TASK GOAL » In the court opinion below, how much cash was taken from Lillian Dubuque in the robbery?

SELECTED EXCERPT »
◇ ◇ ◇ ◇ ◇ ◇ ◇
People v. Brown, 48 Ill. App. 3d 632 (1977)

May 6, 1977 · Illinois Appellate Court · No. 75-315
48 Ill. App. 3d 632

THE PEOPLE OF THE STATE OF ILLINOIS, Plaintiff-Appellee, v. JAMES BROWN, Defendant-Appellant.

Third District

No. 75-315

Opinion filed May 6, 1977.

Robert Agostinelli and Mark W. Burkhalter, both of State Appellate Defender’s Office, of Ottawa, for appellant.

L. Patrick Power, State’s Attorney, of Kankakee (James E. Hinterlong and John X. Breslin, both of Illinois State’s Attorneys Association, of counsel), for the People.

Mr. JUSTICE BARRY

delivered the opinion of the court:

Defendant, James Brown, was convicted of the robbery of Lillian Dubuque after a jury trial in Kankakee County. Sixty-eight-year-old *633Lillian Dubuque was robbed of $51 in cash and four wristwatches in her home on January 11, 1975. She positively identified James Brown as the robber.

In his appeal defendant presents only one issue for review, whether the trial court improperly and in violation of the defendant’s rights coerced the jury into reaching a verdict by delivering a “Prim-type” deadlock instruction when, according to defendant, there was no indication that the jury was deadlocked or had reached an impasse.
◇ ◇ ◇ ◇ ◇ ◇ ◇
ENTRIES SUPPLIED »
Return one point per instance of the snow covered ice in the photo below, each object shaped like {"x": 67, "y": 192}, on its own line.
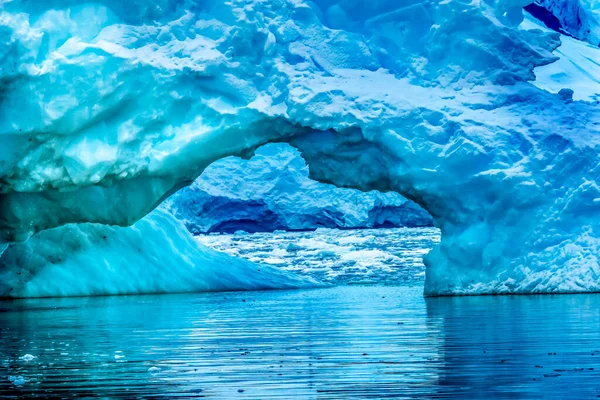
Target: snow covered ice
{"x": 109, "y": 107}
{"x": 156, "y": 255}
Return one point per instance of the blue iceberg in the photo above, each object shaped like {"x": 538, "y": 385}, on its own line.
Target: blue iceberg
{"x": 272, "y": 191}
{"x": 155, "y": 255}
{"x": 109, "y": 107}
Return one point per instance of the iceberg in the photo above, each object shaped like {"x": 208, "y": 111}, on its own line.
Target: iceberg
{"x": 272, "y": 191}
{"x": 155, "y": 255}
{"x": 578, "y": 18}
{"x": 109, "y": 107}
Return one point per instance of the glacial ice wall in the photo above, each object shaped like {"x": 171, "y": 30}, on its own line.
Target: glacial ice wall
{"x": 108, "y": 107}
{"x": 155, "y": 255}
{"x": 272, "y": 191}
{"x": 579, "y": 18}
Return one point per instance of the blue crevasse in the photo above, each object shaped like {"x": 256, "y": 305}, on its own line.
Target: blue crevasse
{"x": 272, "y": 191}
{"x": 579, "y": 18}
{"x": 109, "y": 107}
{"x": 155, "y": 255}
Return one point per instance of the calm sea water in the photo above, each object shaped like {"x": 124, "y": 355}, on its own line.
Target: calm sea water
{"x": 376, "y": 341}
{"x": 344, "y": 342}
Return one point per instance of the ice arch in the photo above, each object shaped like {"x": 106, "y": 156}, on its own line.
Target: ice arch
{"x": 108, "y": 107}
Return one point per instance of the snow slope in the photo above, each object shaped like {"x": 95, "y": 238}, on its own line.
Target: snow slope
{"x": 272, "y": 191}
{"x": 109, "y": 107}
{"x": 156, "y": 255}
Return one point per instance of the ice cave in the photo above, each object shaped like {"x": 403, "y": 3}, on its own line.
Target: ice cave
{"x": 476, "y": 111}
{"x": 300, "y": 199}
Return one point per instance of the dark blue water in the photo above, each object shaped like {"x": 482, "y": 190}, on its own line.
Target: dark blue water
{"x": 345, "y": 342}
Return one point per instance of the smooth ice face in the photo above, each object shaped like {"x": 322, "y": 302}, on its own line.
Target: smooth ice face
{"x": 155, "y": 255}
{"x": 109, "y": 107}
{"x": 272, "y": 191}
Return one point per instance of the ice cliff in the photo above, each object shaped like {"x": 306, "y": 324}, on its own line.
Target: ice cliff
{"x": 108, "y": 107}
{"x": 155, "y": 255}
{"x": 272, "y": 191}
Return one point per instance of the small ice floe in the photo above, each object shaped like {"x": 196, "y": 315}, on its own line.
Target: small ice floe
{"x": 154, "y": 370}
{"x": 551, "y": 375}
{"x": 17, "y": 380}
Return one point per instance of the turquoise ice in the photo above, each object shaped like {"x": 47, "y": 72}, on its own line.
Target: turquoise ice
{"x": 109, "y": 107}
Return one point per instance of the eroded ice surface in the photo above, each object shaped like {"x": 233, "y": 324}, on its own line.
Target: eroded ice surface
{"x": 272, "y": 191}
{"x": 156, "y": 255}
{"x": 340, "y": 257}
{"x": 109, "y": 107}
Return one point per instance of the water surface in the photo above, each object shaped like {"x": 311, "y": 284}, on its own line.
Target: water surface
{"x": 343, "y": 342}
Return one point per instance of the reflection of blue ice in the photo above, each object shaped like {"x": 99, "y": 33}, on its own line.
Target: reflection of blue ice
{"x": 326, "y": 343}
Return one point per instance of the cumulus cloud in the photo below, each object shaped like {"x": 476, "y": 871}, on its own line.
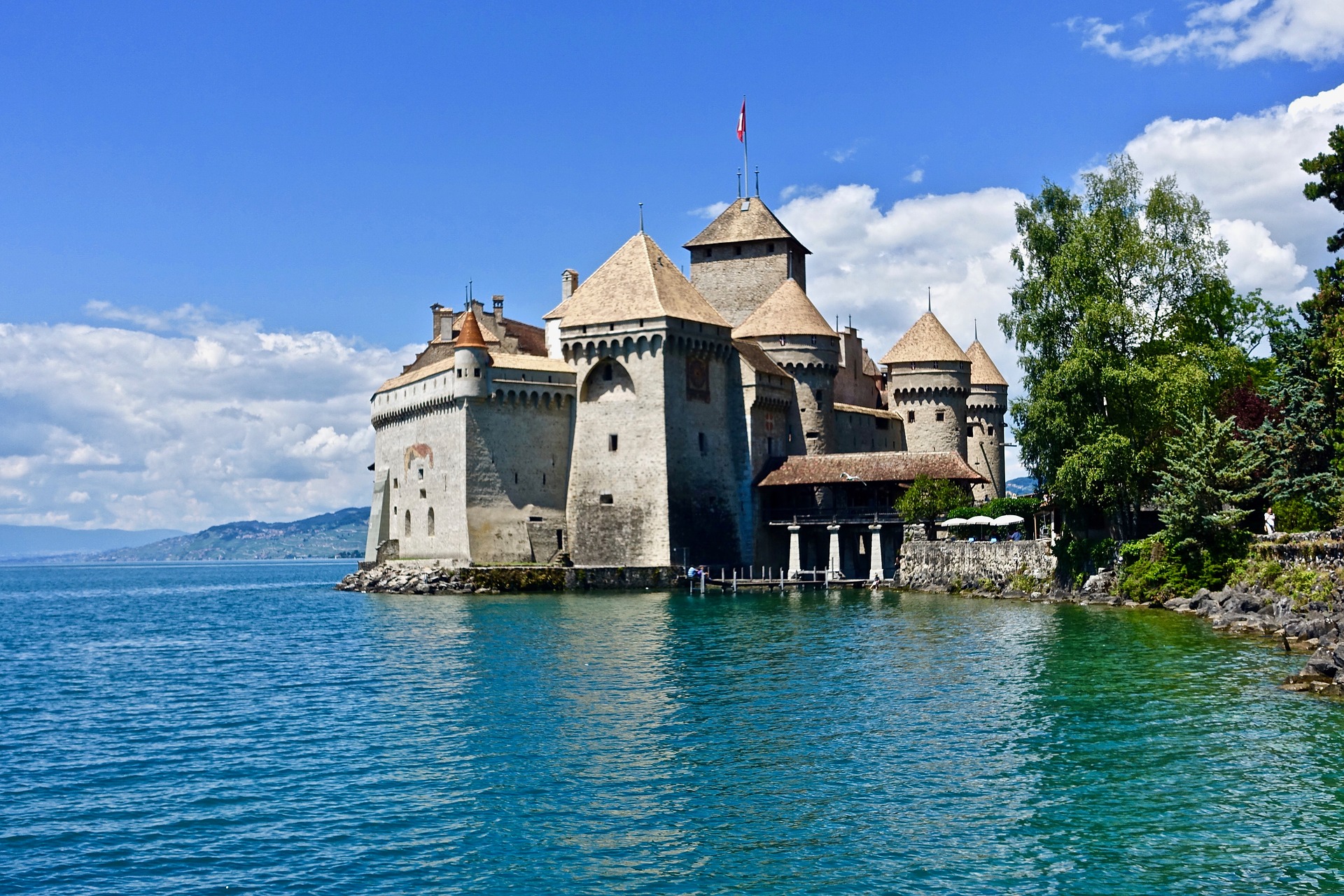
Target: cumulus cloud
{"x": 1246, "y": 171}
{"x": 194, "y": 424}
{"x": 878, "y": 264}
{"x": 1233, "y": 33}
{"x": 710, "y": 211}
◇ ◇ ◇ ◇ ◇ ◇ ◇
WRITTEN ANSWER » $51.